• Exercise directions:
Write out each line of the entries below that holds the word "head".

Image-grounded pointing data:
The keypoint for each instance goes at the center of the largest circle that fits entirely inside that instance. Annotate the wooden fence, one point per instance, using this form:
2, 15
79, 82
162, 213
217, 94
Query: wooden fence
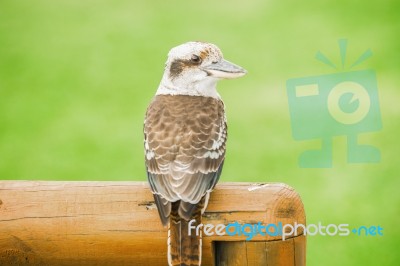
116, 223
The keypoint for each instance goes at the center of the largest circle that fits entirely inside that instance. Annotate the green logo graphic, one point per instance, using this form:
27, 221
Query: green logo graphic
345, 103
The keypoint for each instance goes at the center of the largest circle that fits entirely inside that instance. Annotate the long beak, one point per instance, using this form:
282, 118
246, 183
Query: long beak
224, 70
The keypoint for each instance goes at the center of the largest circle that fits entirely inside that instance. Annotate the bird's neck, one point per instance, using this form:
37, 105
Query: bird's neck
206, 88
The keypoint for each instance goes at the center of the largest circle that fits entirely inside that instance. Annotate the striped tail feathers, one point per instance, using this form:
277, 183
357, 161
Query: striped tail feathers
184, 249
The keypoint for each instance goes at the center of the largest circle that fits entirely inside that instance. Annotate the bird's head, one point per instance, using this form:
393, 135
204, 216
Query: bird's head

• Response area:
The keypoint for each instance goes at the center of the largest circle that fits entirely inside that instance. Annotate the bird's head, one point per instance, using this form:
Query: bird's head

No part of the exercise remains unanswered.